### Exercise tasks
**A)** Summarize the passage on license suspension in two sentences.
**B)** Answer these questions on the passage on license suspension:
(i) What offence does Section 230 cover?
(ii) Which sections are about speeding?
(iii) Taken literally, what fact triggers the Registrar's obligation under this provision?

### Text shown
- - - - -

The Registrar or, in his absence or incapacity, the Director of Highway Safety shall forthwith suspend the driver's license or privilege of obtaining a driver's license and owner's permit or permits of every person who has been convicted of or who has forfeited his bail after arrest on a charge of any of the following offences, namely:

 

(a) any offence against Sections 101, 102 or 104 if injury to a person or property occurs in connection therewith;

 

(b) an accident having occurred, failing to remain at, or return to the scene of the accident in violation of Section 97;

 

(c) an offence against Section 230;

 

(d) such offence against public safety on highways as may be designated by the Governor in Council.

 

Sections 101, 102, and 104 are about speeding.  Section 97 is about failing to stop for an accident, as required by the Motor Vehicle Act as opposed to leaving the scene as proscribed by the Criminal Code.  Section 230 is Mr. Prest's offence, driving without insurance.

 

[64]         Subsection (3) reinstates the licence in certain circumstances.  It provides:

 

Every license or privilege of obtaining a driver's license and every permit suspended pursuant to this Section shall remain so suspended, and shall not thereafter be renewed, nor shall any new license be thereafter issued to, or a permit for the same or any other motor vehicle be thereafter issued to a person so convicted or who has so forfeited his bail until he has satisfied any penalty imposed by the court in respect of such offence, and until two years have elapsed from the date of the suspension or until he has given proof of financial responsibility to the satisfaction of the Registrar or until his conviction has been quashed.

 

 

[65]         Section 205 is unlike s. 278 because it contains no language suggesting that the Motor Vehicle Act does the suspending.  Also, unlike s. 278 and like the other mandatory suspension provisions we discussed, s. 205 contains an escape from suspension.  Further, the offences covered by s. 205 are less serious than those in s. 278.  Ensuring financial responsibility appears to be the main purpose of s. 205, which compares with getting bad drivers off the road under s. 278.

 

[66]         Unlike the other mandatory suspension provisions except s. 278, this provision does not expressly rest the Registrar's obligation on the receipt of a document (or the tabulation of points).  Taken literally, the conviction is the fact that triggers the Registrar's obligation.

- - - - -

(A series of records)
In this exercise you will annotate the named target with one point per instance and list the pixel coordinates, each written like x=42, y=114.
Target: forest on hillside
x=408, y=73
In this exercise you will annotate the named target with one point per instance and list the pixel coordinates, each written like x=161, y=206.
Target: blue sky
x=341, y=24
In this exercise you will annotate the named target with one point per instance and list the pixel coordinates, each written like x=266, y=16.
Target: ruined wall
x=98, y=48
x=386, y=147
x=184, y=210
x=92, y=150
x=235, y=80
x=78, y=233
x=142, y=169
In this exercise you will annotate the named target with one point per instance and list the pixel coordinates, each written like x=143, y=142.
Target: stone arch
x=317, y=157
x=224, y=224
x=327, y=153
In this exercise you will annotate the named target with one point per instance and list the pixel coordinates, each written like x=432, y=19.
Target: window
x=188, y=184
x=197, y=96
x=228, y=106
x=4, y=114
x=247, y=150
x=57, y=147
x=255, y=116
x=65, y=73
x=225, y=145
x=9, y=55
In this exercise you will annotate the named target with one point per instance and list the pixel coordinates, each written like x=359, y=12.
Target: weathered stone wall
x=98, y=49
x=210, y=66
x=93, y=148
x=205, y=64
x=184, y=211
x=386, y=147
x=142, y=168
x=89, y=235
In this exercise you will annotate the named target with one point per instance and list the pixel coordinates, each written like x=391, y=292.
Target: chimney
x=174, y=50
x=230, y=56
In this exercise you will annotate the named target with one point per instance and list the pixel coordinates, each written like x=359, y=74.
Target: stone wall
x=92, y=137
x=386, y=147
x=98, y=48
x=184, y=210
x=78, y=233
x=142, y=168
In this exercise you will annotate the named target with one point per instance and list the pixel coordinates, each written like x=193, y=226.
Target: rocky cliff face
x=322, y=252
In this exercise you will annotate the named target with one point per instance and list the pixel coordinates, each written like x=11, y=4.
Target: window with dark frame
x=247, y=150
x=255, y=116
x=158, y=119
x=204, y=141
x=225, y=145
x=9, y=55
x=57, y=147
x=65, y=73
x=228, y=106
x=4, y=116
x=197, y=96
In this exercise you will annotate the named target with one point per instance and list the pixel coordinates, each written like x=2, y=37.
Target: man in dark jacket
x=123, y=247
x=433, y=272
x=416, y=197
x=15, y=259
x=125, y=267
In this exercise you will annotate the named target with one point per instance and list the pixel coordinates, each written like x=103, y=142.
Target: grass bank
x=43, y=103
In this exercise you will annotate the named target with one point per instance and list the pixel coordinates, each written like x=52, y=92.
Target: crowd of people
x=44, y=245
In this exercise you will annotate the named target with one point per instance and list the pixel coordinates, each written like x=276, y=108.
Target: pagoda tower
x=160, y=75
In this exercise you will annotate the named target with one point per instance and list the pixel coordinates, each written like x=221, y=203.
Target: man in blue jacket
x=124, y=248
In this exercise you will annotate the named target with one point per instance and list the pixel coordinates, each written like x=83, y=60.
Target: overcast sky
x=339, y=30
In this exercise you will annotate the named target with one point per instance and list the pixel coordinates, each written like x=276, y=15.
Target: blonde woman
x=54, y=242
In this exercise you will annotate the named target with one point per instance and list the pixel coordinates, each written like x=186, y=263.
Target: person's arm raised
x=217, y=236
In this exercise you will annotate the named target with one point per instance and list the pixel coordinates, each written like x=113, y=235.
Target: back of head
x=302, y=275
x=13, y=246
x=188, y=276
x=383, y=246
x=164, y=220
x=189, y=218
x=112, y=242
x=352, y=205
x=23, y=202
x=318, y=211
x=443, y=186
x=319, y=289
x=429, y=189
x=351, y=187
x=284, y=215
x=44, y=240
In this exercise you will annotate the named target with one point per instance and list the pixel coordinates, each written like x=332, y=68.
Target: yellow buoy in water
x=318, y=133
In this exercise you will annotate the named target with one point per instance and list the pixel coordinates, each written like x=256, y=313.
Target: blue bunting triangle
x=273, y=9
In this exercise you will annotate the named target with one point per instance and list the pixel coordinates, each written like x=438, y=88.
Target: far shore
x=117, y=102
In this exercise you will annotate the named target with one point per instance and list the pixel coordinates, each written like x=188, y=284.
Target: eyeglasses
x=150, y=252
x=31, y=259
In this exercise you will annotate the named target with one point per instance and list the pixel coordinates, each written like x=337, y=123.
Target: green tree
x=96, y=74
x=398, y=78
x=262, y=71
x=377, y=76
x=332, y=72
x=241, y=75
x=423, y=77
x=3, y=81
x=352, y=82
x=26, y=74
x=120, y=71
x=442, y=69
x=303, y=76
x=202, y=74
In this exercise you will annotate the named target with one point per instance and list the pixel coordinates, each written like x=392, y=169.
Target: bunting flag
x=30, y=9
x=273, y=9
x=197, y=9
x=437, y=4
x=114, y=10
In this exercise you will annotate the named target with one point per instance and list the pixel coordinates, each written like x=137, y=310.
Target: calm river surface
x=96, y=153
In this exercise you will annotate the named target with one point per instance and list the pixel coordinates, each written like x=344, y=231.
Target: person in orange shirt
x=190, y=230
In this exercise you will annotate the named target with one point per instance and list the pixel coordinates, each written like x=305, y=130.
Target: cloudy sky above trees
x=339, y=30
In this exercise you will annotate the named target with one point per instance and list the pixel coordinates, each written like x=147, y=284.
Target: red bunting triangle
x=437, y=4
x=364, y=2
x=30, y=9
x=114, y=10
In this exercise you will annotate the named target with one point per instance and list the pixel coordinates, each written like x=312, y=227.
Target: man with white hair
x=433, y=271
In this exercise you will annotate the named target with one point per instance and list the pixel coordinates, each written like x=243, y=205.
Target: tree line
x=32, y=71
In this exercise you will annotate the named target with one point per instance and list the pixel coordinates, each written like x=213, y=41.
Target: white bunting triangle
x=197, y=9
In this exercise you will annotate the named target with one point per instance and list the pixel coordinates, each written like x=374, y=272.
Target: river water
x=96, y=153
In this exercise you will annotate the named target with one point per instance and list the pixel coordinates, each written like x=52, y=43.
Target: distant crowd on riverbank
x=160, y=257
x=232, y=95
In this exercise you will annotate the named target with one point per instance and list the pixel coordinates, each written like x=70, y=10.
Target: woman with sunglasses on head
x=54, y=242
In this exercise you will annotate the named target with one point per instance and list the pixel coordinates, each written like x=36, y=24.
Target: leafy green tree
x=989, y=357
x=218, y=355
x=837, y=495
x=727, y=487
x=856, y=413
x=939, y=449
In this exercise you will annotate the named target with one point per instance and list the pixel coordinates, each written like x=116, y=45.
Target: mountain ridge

- - - - -

### Exercise results
**A)** The provision requires the Registrar, or in his absence or incapacity the Director of Highway Safety, to suspend immediately the license and permits of anyone convicted of, or forfeiting bail on, listed offences such as speeding that causes injury or damage, failing to remain at an accident scene, and driving without insurance. The suspension stays in place until any court penalty is satisfied and until two years pass, proof of financial responsibility is given, or the conviction is quashed; unlike s. 278, s. 205 offers this escape, covers less serious offences, and appears aimed mainly at ensuring financial responsibility.

**B)**
(i) Driving without insurance.
(ii) Sections 101, 102 and 104.
(iii) The conviction.